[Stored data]
-=-=-
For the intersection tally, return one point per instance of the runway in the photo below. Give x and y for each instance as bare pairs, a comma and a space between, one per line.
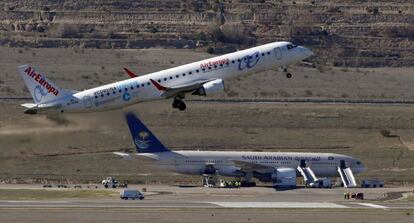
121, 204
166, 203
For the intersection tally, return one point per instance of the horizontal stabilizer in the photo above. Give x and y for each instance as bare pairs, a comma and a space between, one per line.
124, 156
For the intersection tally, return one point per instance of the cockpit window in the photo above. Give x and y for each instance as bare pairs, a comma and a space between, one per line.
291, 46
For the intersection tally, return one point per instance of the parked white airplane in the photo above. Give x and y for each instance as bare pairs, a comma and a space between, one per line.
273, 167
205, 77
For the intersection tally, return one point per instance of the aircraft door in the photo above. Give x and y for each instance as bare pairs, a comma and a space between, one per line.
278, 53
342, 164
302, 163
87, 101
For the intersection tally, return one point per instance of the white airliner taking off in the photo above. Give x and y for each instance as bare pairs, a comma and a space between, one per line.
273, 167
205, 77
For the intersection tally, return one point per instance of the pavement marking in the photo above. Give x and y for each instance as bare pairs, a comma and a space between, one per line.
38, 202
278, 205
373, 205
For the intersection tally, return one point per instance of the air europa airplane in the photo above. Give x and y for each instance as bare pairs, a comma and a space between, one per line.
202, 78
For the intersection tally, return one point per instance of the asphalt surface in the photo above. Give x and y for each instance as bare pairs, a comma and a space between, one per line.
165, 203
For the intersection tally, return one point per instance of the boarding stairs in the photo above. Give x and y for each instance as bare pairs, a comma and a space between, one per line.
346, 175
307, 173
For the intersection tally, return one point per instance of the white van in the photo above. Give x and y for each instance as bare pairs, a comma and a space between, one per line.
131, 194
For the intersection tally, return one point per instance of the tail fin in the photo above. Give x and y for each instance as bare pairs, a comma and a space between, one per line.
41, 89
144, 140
-=-=-
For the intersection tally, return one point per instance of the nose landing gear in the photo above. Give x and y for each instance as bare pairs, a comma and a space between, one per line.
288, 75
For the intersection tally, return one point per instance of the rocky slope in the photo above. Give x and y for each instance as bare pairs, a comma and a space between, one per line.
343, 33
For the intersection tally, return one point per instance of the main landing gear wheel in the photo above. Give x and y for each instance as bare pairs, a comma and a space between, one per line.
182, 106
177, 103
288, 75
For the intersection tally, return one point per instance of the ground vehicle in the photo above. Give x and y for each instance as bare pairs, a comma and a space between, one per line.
-=-=-
## Assignment
Taking the entries above, restate exactly those lines that fall between the line with "of the main" and the line with "of the ground", keeping both of those lines too.

## Exercise result
For the intersection tally, return one point per instance of the main landing gear wheel in the photo above. Give x and y for each instance as bare pairs, a comma and a space between, one per line.
182, 106
177, 103
288, 75
For the intersection tally, return one point per instance of the ground vehicle in the photo above. Give x and y for each instance as bare pairs, a comma and a space between, one per line.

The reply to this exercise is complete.